━━━ The records
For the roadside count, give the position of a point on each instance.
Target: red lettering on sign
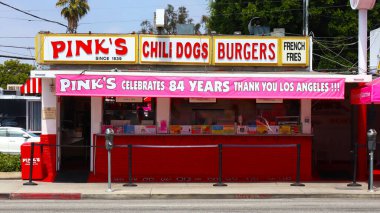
(197, 50)
(221, 51)
(271, 49)
(100, 48)
(254, 50)
(145, 49)
(69, 52)
(58, 46)
(204, 50)
(85, 47)
(247, 54)
(263, 51)
(179, 50)
(121, 47)
(188, 50)
(153, 49)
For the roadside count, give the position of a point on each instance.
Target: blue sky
(112, 16)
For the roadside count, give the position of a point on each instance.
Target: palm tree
(72, 11)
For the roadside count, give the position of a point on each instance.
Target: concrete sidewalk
(14, 189)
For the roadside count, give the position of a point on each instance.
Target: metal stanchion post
(30, 182)
(109, 172)
(370, 180)
(371, 143)
(355, 156)
(220, 146)
(109, 145)
(130, 183)
(297, 183)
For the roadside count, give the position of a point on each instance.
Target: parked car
(11, 139)
(12, 122)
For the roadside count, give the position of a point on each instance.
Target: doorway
(74, 139)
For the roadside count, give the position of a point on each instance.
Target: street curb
(110, 196)
(4, 196)
(10, 175)
(45, 196)
(221, 196)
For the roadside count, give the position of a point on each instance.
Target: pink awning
(32, 86)
(370, 93)
(200, 87)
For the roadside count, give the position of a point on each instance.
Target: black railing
(220, 157)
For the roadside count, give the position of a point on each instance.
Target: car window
(32, 134)
(3, 132)
(15, 133)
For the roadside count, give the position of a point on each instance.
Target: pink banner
(200, 87)
(376, 91)
(368, 94)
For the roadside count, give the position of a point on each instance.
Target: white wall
(374, 50)
(306, 116)
(163, 112)
(96, 119)
(49, 99)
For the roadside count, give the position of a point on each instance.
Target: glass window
(233, 111)
(15, 133)
(134, 113)
(3, 132)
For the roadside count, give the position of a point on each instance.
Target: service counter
(200, 164)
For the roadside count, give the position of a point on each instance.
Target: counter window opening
(125, 114)
(235, 116)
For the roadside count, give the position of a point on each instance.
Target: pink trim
(200, 87)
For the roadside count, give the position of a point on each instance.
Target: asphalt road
(260, 205)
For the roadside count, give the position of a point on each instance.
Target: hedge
(9, 163)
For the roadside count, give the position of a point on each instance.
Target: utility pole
(305, 17)
(363, 6)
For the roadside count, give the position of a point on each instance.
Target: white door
(15, 138)
(4, 144)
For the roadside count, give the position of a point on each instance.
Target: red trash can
(38, 171)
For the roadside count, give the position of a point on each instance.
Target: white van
(11, 139)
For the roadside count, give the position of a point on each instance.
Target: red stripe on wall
(32, 86)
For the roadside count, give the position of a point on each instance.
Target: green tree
(172, 19)
(14, 72)
(73, 11)
(146, 27)
(333, 24)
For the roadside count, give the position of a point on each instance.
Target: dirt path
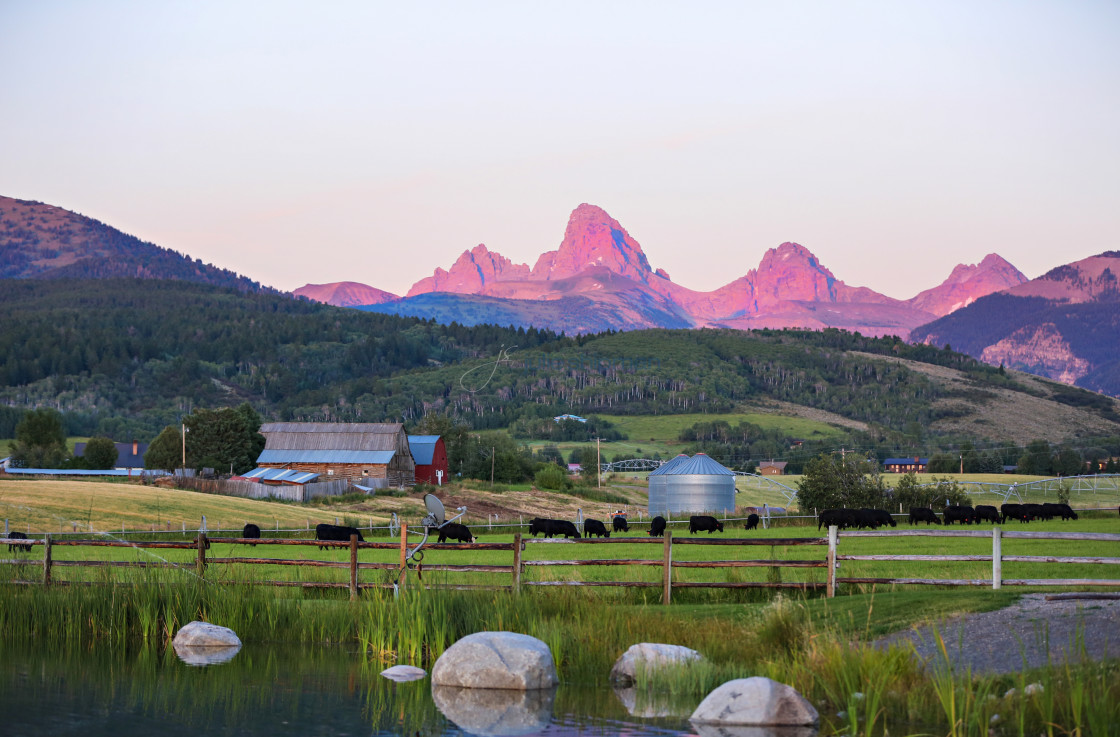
(1028, 634)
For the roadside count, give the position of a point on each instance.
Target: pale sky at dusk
(302, 142)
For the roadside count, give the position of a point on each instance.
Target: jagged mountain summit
(600, 273)
(1064, 325)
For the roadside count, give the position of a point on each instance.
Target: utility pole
(184, 434)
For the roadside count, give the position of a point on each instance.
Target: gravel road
(1028, 634)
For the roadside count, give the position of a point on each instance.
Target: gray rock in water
(755, 701)
(495, 711)
(496, 660)
(402, 673)
(742, 730)
(652, 655)
(204, 634)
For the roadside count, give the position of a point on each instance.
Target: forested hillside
(40, 241)
(124, 357)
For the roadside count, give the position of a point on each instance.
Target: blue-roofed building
(361, 453)
(430, 456)
(129, 455)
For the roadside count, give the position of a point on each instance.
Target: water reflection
(278, 690)
(495, 712)
(737, 730)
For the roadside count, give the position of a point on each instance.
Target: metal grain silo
(659, 483)
(696, 485)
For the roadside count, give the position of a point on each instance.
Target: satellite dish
(436, 514)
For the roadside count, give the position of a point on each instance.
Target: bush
(551, 476)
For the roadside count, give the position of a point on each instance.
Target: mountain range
(600, 279)
(1064, 325)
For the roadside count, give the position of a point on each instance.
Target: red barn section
(430, 456)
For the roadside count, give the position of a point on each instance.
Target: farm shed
(430, 456)
(696, 484)
(360, 453)
(772, 467)
(905, 465)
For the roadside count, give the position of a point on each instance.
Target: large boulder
(755, 701)
(204, 634)
(501, 712)
(201, 643)
(650, 655)
(496, 660)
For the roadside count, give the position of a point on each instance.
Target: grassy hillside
(59, 505)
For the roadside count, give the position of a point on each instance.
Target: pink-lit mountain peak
(594, 239)
(472, 272)
(792, 272)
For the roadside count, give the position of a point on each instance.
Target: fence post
(404, 559)
(666, 567)
(202, 542)
(516, 562)
(46, 559)
(997, 558)
(353, 568)
(833, 539)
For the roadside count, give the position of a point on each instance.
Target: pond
(281, 689)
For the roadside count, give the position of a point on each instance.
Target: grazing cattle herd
(841, 518)
(336, 532)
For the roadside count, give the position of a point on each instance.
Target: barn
(430, 456)
(371, 454)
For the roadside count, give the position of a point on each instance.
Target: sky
(310, 142)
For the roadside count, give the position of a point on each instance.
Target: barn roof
(423, 448)
(282, 456)
(332, 436)
(286, 475)
(698, 465)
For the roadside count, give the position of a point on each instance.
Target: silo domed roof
(669, 465)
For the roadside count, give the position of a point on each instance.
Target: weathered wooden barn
(430, 456)
(361, 453)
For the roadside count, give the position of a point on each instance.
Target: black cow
(455, 531)
(703, 523)
(960, 513)
(336, 532)
(841, 518)
(595, 528)
(987, 513)
(26, 547)
(550, 528)
(251, 531)
(1061, 510)
(923, 514)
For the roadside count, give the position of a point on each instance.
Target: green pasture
(666, 428)
(631, 547)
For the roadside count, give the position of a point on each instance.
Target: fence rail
(665, 561)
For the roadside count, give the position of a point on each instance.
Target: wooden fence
(261, 491)
(665, 560)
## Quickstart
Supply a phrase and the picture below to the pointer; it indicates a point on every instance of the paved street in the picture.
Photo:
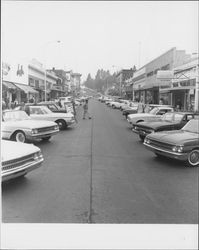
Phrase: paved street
(99, 172)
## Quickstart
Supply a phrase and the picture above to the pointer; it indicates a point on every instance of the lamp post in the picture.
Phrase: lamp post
(120, 82)
(45, 82)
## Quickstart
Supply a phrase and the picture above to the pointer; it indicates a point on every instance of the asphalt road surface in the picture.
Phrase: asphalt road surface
(99, 172)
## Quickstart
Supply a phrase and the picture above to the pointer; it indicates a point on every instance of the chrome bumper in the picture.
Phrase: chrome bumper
(19, 171)
(169, 154)
(70, 122)
(42, 135)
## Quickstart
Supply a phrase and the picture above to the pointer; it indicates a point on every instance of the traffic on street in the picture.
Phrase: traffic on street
(99, 171)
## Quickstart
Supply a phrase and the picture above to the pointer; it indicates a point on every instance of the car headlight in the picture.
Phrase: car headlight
(34, 131)
(38, 156)
(147, 141)
(178, 149)
(56, 127)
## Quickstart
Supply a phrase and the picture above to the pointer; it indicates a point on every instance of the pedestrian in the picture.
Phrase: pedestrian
(74, 110)
(85, 108)
(141, 107)
(3, 105)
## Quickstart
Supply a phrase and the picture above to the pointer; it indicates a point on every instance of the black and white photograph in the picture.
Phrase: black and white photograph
(99, 125)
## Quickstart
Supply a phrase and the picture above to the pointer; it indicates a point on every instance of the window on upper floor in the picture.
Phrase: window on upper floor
(165, 67)
(150, 74)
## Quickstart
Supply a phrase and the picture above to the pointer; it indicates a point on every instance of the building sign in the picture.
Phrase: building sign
(139, 72)
(16, 72)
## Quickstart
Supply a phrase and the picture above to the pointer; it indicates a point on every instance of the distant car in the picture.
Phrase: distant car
(180, 144)
(53, 107)
(18, 126)
(18, 159)
(43, 113)
(169, 121)
(130, 109)
(126, 105)
(154, 114)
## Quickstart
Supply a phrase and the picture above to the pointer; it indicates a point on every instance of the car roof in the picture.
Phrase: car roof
(49, 102)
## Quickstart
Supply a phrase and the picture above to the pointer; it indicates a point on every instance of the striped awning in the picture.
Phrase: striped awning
(9, 85)
(26, 88)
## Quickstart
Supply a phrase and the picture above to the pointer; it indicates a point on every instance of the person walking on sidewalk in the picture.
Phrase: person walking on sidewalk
(85, 108)
(74, 110)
━━━━━━
Written exercise: Gather every line in the data above that contains the string "black", copying each one in full.

Task response:
Target: black railing
Target: black cow
Supply a phrase and the picture above to the pointer; it indicates a point on every instance of the black and white photograph in the picture.
Phrase: black and white photograph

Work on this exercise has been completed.